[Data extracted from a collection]
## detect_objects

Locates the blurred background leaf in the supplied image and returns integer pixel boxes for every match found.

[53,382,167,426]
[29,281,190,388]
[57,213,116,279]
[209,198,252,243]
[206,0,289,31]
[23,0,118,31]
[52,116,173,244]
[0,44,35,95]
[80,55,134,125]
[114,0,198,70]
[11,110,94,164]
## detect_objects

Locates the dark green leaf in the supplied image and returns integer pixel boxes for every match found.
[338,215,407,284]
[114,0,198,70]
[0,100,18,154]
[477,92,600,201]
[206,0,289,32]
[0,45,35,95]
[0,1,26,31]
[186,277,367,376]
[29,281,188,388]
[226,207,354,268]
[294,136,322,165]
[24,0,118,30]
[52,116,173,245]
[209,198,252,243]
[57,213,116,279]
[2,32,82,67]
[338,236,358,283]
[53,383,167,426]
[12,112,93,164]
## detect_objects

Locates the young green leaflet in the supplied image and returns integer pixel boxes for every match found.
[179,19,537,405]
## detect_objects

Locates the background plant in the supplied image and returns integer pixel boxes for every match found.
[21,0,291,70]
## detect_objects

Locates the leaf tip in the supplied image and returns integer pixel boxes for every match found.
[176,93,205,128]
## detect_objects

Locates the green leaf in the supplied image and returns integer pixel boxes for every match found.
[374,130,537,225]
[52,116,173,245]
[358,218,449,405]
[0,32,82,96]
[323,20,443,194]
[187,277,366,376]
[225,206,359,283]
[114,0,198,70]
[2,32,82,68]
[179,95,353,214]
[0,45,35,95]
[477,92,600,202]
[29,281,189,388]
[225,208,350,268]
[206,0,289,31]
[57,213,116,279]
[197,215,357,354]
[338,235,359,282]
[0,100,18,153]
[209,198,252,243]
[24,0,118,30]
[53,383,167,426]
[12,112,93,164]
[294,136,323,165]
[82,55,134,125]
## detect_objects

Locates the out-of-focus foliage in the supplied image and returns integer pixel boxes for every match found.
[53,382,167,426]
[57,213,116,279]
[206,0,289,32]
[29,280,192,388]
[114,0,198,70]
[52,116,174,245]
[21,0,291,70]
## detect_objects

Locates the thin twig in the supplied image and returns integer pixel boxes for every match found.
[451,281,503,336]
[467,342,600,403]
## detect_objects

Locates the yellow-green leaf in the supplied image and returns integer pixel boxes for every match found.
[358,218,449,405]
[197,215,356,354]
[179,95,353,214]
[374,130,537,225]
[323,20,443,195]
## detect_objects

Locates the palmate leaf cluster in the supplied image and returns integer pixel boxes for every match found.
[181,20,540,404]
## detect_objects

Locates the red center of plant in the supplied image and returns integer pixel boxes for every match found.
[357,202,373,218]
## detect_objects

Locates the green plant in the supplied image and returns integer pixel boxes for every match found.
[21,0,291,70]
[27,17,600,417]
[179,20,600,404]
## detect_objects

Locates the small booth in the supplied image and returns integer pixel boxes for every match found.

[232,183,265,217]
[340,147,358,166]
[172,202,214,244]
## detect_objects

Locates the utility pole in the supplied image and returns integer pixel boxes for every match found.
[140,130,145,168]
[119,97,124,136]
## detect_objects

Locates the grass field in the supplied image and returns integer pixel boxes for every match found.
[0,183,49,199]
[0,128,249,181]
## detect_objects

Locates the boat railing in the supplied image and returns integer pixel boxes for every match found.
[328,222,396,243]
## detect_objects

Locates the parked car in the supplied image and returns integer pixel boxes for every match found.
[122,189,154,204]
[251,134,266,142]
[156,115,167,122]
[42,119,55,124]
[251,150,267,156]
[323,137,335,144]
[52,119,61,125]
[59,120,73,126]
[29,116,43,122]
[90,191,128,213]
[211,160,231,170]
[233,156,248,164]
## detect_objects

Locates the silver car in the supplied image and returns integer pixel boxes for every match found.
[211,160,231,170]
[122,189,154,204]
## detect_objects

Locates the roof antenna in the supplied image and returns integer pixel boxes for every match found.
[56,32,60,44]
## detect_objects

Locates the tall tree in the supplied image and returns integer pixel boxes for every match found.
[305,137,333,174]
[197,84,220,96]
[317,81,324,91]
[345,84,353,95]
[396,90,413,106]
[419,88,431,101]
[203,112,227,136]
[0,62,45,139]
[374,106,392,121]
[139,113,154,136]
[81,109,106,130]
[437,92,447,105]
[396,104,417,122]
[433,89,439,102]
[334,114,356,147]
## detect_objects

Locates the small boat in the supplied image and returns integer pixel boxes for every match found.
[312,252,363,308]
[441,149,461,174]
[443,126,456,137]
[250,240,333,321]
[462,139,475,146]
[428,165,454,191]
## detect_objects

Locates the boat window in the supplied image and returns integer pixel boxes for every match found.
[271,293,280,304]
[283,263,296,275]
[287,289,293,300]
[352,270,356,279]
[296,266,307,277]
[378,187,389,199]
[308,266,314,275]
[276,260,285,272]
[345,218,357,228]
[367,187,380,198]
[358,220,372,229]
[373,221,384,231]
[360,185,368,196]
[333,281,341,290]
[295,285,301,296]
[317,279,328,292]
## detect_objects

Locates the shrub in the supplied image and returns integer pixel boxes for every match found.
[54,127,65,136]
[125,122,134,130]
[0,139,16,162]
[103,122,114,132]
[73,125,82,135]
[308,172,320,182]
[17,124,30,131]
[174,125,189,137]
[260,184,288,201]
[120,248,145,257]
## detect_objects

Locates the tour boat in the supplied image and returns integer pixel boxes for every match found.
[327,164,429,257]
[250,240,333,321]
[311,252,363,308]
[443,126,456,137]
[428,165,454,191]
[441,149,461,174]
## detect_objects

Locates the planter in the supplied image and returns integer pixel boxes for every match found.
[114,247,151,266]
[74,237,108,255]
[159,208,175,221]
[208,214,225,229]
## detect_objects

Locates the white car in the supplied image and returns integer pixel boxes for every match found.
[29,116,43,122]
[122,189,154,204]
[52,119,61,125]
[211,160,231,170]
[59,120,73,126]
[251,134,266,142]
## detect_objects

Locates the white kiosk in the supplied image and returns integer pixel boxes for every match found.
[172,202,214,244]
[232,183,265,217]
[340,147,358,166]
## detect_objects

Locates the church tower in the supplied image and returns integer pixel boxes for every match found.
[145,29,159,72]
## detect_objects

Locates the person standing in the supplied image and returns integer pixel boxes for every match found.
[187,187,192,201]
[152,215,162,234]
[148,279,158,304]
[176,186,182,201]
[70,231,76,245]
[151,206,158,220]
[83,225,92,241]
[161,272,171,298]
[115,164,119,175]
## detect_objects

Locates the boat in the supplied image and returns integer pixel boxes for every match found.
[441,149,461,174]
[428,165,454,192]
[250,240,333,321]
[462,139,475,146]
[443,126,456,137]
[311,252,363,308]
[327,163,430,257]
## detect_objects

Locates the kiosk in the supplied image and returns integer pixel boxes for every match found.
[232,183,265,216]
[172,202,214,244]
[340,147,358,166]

TASK GOAL: Restate the data in full so that no line differs from the original.

TASK ANSWER:
## detect_objects

Locates the blurred background leaf in the supplied image and returns integer pixel boxes for every match found.

[53,382,167,426]
[29,281,190,388]
[57,213,116,279]
[209,198,252,243]
[206,0,289,31]
[23,0,118,31]
[52,116,173,244]
[0,44,35,95]
[80,55,134,125]
[114,0,198,70]
[11,110,94,164]
## detect_objects

Locates the dark green leaf in the supplied image and returns integer pixel boxes for every match found.
[338,215,407,284]
[114,0,198,70]
[0,100,18,154]
[477,92,600,201]
[206,0,289,32]
[0,45,35,95]
[0,1,26,31]
[186,277,367,376]
[29,281,188,388]
[226,207,354,268]
[294,136,322,165]
[24,0,118,30]
[52,116,173,245]
[209,198,252,243]
[57,213,116,279]
[2,32,82,67]
[338,236,358,283]
[53,383,167,426]
[12,112,93,164]
## detect_objects

Locates the young green leaflet in the supplied image and returns integer pixel boxes for every match found.
[179,19,537,405]
## detect_objects

Locates the background plant in the supplied image and returns integer pixel boxes for every match found.
[21,0,291,70]
## detect_objects

Locates the leaf tip in the supplied image and returns integer pixel boxes for every match found.
[176,93,205,128]
## detect_objects

Locates the green leaf in the supplied image and returns integer pixel boxes for every match found.
[374,130,537,225]
[52,116,173,245]
[358,218,449,405]
[0,32,82,96]
[323,20,443,194]
[187,277,366,376]
[225,206,359,283]
[114,0,198,70]
[2,32,82,68]
[179,95,353,214]
[0,45,35,95]
[477,92,600,202]
[29,281,189,388]
[225,208,350,268]
[206,0,289,31]
[57,213,116,279]
[197,215,357,354]
[338,235,359,282]
[0,100,18,153]
[209,198,252,243]
[24,0,118,30]
[53,383,167,426]
[12,112,93,164]
[294,136,323,165]
[82,55,134,125]
## detect_objects

Locates the out-of-focus foliage in the supplied image and returns integer pixel boxes for every match found.
[53,382,167,426]
[57,213,116,279]
[206,0,289,32]
[29,280,192,388]
[114,0,198,70]
[52,116,174,245]
[21,0,291,70]
## detect_objects

Locates the thin twig in the supplied image and returns integer pixel boxes for every match found.
[451,281,503,336]
[467,342,600,403]
## detect_objects

Locates the yellow-green leaf in the supplied image and returns integer pixel boxes for every match found.
[358,218,449,405]
[197,215,356,354]
[179,95,353,214]
[374,130,537,225]
[323,20,443,195]
## detect_objects

Locates the palmate leaf cluster in the supplied image and returns integer pixel boxes for every match found.
[181,20,540,404]
## detect_objects

Locates the red center of plant in the supplied image and returns integer pixel boxes for every match found.
[357,202,373,218]
## detect_objects

Locates the green plant in the supplied image and returns integer pixel boxes for every match found.
[21,0,291,70]
[27,17,600,417]
[179,20,600,404]
## detect_objects

Locates the small booth in the supplied image and returns integer pixel boxes for every match found.

[232,183,265,217]
[340,147,358,166]
[172,202,214,244]
## detect_objects

Locates the utility pole in the supplied image and returns integer pixel boxes for every match found.
[140,130,145,168]
[119,97,124,136]
## detect_objects

Locates the grass field in the supplied image and returns integer pixel boxes for every match found.
[0,183,49,199]
[0,128,249,181]
## detect_objects

Locates the boat railing in the supplied image and returns integer pixel boxes for every match found.
[328,222,396,243]
## detect_objects

Locates the parked car in the supplied image and returns integer pixel boxes for every match found.
[122,189,154,204]
[251,134,266,142]
[156,115,167,122]
[42,119,55,124]
[251,150,267,156]
[323,137,335,144]
[52,119,61,125]
[59,120,73,126]
[29,116,43,122]
[90,191,128,213]
[211,160,231,170]
[233,156,248,164]
## detect_objects

Locates the silver car in the supplied image and returns integer pixel boxes for every match found.
[211,160,231,170]
[122,189,154,204]
## detect_objects

Locates the roof antenna in the supplied image and returns integer pixel boxes for every match found.
[56,32,60,44]
## detect_objects

Locates the tall tree in the supplied image and returns integer pixel boxes for every match found.
[305,137,333,174]
[197,84,220,96]
[317,81,324,91]
[345,84,353,95]
[396,90,413,106]
[419,88,431,101]
[203,112,227,136]
[0,62,45,139]
[374,106,392,121]
[139,113,154,136]
[81,109,106,130]
[437,92,447,105]
[396,104,417,122]
[433,89,439,102]
[334,114,356,147]
## detect_objects

Locates the small boat in the supplied image and returns integer pixel boxes for every match found.
[312,252,363,308]
[441,149,461,174]
[443,126,456,137]
[250,240,333,321]
[462,139,475,146]
[428,165,454,191]
## detect_objects

Locates the boat window in the supplied image and returns integer pixel boxes for every match found.
[271,293,280,304]
[283,263,296,275]
[287,289,293,300]
[352,270,356,279]
[296,266,307,277]
[378,187,389,199]
[308,266,314,275]
[276,260,285,272]
[345,218,357,228]
[367,187,380,198]
[358,220,372,229]
[373,221,384,231]
[360,185,368,196]
[333,281,341,290]
[295,285,301,296]
[317,279,328,292]
## detect_objects

Locates the shrub in the supplied image and returns integer pixel boxes for every match found.
[54,127,65,136]
[125,122,134,130]
[0,139,16,162]
[103,122,114,132]
[73,125,82,135]
[308,172,320,182]
[17,124,30,131]
[174,125,189,137]
[260,184,288,201]
[120,248,145,257]
## detect_objects

Locates the tour boat in the supplied image and returns integer pixel boxes for every match found.
[327,164,429,257]
[250,240,333,321]
[311,252,363,308]
[443,126,456,137]
[428,165,454,191]
[441,149,461,174]
## detect_objects

Locates the planter in the supplied image and returns integer pixel boxes for every match found.
[114,247,151,266]
[74,237,108,255]
[159,208,175,221]
[208,214,225,229]
## detect_objects

Locates the white car in the supplied image and returns integer pixel boxes for every match found.
[29,116,43,122]
[122,189,154,204]
[52,119,61,125]
[211,160,231,170]
[59,120,73,126]
[251,134,266,142]
## detect_objects

Locates the white kiosk in the supplied image and returns integer pixel boxes for every match found.
[172,202,214,244]
[232,183,265,217]
[340,147,358,166]
## detect_objects

Locates the church tower in the supplied image and returns integer pixel boxes for every match found.
[145,29,159,72]
## detect_objects

Locates the person standing in the supplied image and returns integer pixel boxes for every match found.
[187,187,192,201]
[152,215,162,234]
[148,279,158,304]
[176,186,182,201]
[70,231,76,245]
[151,206,158,220]
[83,225,92,241]
[161,272,171,298]
[115,164,119,175]
## detect_objects

Locates the boat in the supplied image and returns integer pixel boxes for every match found.
[441,149,461,174]
[428,165,454,192]
[250,240,333,321]
[462,139,475,146]
[443,126,456,137]
[311,252,363,308]
[327,163,430,257]
## detect_objects

Locates the kiosk in the supplied image and returns integer pixel boxes for every match found.
[232,183,265,216]
[172,202,214,244]
[340,147,358,166]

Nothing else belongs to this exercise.